What is required | Output the data below as a two-column CSV headed label_text and keypoints. Give one row for each labeling sentence and all of its points, put each field in quotes with line breaks turned into spaces, and leave out the pictures.

Records for this exercise |

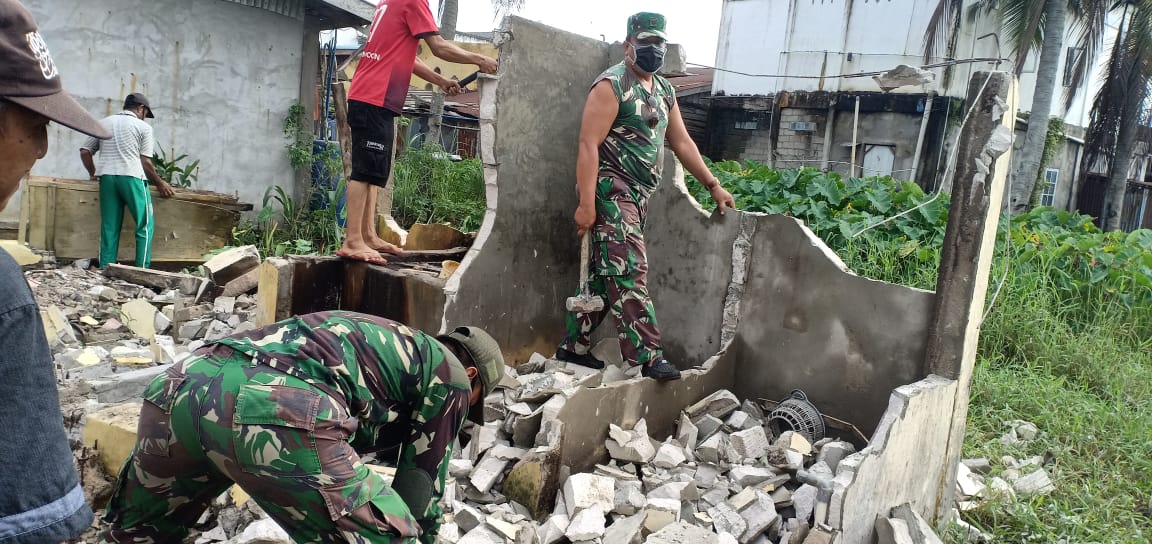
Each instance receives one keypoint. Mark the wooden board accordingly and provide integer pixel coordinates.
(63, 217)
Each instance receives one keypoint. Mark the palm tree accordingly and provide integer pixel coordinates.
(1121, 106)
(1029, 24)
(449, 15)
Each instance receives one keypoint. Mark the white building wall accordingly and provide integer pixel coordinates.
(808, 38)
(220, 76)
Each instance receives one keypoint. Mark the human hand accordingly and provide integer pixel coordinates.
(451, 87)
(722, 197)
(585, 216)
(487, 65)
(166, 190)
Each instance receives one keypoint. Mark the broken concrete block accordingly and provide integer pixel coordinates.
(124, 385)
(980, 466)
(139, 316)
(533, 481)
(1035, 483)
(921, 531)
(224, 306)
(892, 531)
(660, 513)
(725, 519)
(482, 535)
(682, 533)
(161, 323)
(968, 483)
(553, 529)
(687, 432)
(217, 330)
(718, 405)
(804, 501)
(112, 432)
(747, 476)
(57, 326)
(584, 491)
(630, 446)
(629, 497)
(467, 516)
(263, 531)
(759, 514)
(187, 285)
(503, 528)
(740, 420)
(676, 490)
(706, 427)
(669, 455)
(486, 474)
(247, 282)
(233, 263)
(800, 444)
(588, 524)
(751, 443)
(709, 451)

Correct output |
label_text,keypoints
"Each instance receives one keypoint. Mark the wooden board accordingly and provide integer pixel coordinates.","(63, 217)"
"Each instance receives one keypoint. Mark the palm tree accordingly and provide integer pixel coordinates.","(1121, 106) (1029, 24) (449, 15)"
"Each instance receives one keypoint. Mark the white building wall accordingly and provide integer pixel coordinates.","(808, 38) (220, 76)"
"Each instance receives one keypoint. Mark the human hand accordingly and provide integer pixel coordinates.","(451, 87) (722, 197) (585, 216) (487, 65) (166, 190)"
"Each instance receives one keypoint. Mark the broken concrete block accordingly and provide integer pixel coordinates.","(124, 385) (980, 466) (139, 316) (533, 481) (1035, 483) (921, 531) (224, 306) (892, 531) (660, 513) (725, 519) (482, 535) (682, 533) (161, 323) (968, 483) (553, 529) (687, 432) (217, 330) (718, 405) (804, 501) (112, 432) (747, 476) (57, 326) (584, 491) (630, 446) (629, 497) (467, 516) (263, 531) (759, 514) (187, 285) (503, 528) (740, 420) (676, 490) (706, 427) (669, 455) (486, 474) (247, 282) (233, 263) (800, 444) (588, 524) (751, 443) (709, 451)"